Selected text =
[Start of Attachment]

Currently, the dominant paradigm for human-AI collaboration is reward inference. For example, in RLHF, the AI agent infers a reward function from human ratings of model responses and then adapts its responses to optimize the reward. However, the reward inference approach can be prone to inaccurate inference and reward hacking, which leads the model astray from desired behavior. It thus begs the question: What’s the ultimate objective for human-AI collaboration?

Illustration of assistance MDP from Laidlaw et al, 2025.

Recently, there is a line of work exploring an alternative paradigm for human-AI collaboration using a metric called “empowerment”. Empowerment is defined as the mutual information between human actions and subsequent environment states, quantifying how easy it is to predict environment changes given human actions, under the AI’s assistance. We can understand this as how much can the AI’s assistance make the environment more controllable to the human and hopefully their goals more achievable.

Empowerment has been studied as an objective for RL agents in the past. However, this is worth discussing now, because Myers et al, 2024 recently demonstrated an interesting result showing that the empowerment objective lower bounds the reward objective. This means that AI agents optimizing empowerment can effectively assist humans without inferring rewards and suffering from its issues. Too good to be true?

Developing helpful AI via empowerment seems too much of a deviation from the reward inference paradigm, making it hard to understand conceptually.

  • How does the empowerment agent model the human?
  • Does the empowerment agent make any inference about the human?
  • What’s the learning or adaptation dynamics? Will the empowerment agent ask clarifying questions to resolve uncertainty over human goals?
  • Is the empowerment agent guaranteed to optimize human reward?

We’ll try to get some clarity on these questions in this post.

[End of Attachment]

[Extracted rows]

[Start of Attachment]

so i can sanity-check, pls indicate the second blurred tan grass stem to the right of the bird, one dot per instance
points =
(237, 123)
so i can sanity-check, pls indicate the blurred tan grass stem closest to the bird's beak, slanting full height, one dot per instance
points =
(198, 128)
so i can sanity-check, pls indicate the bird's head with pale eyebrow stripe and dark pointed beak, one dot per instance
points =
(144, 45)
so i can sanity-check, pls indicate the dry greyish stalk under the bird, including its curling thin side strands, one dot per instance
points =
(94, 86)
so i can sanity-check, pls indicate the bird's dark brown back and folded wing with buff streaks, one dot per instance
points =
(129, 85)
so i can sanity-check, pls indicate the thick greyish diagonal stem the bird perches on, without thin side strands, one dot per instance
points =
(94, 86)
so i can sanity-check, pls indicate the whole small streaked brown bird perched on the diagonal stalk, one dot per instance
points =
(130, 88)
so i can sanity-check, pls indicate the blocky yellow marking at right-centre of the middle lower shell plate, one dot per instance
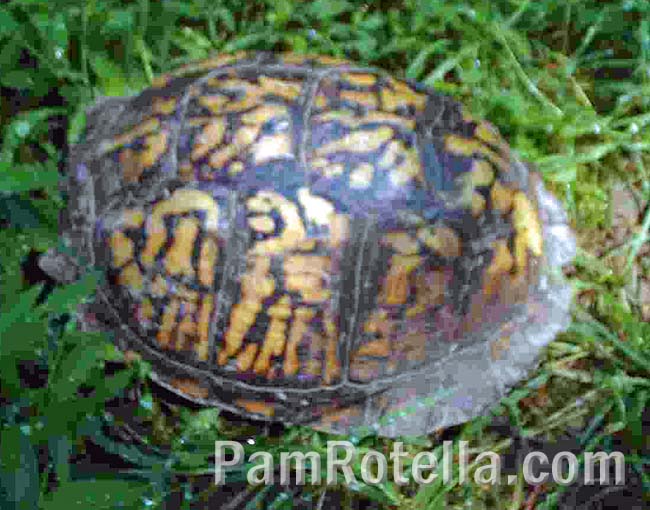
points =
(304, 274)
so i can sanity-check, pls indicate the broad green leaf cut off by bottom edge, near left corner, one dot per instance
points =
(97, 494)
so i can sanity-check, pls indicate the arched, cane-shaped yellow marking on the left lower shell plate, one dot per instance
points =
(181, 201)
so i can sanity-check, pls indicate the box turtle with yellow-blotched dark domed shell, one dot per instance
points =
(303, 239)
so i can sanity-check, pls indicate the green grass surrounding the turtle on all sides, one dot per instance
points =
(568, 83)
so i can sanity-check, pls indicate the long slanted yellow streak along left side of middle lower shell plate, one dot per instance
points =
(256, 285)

[End of Attachment]

What you will do =
(1) Repeat the part of the empowerment passage starting at "Empowerment has been" and ending at "to understand conceptually.".
(2) Does the empowerment passage agree with each statement below? Answer yes or no for each and quote the words of the passage that decide it.
(a) In RLHF, the AI agent infers a reward function from human ratings of model responses.
(b) Empowerment is defined as the mutual information between AI actions and subsequent environment states.
(c) Myers et al, 2024 showed that the reward objective lower bounds the empowerment objective.
These rows were taken from a separate source.

Solutions to the exercise =
(1)
Empowerment has been studied as an objective for RL agents in the past. However, this is worth discussing now, because Myers et al, 2024 recently demonstrated an interesting result showing that the empowerment objective lower bounds the reward objective. This means that AI agents optimizing empowerment can effectively assist humans without inferring rewards and suffering from its issues. Too good to be true?

Developing helpful AI via empowerment seems too much of a deviation from the reward inference paradigm, making it hard to understand conceptually.

(2)
(a) Yes: "in RLHF, the AI agent infers a reward function from human ratings of model responses"
(b) No: "Empowerment is defined as the mutual information between human actions and subsequent environment states"
(c) No: "the empowerment objective lower bounds the reward objective"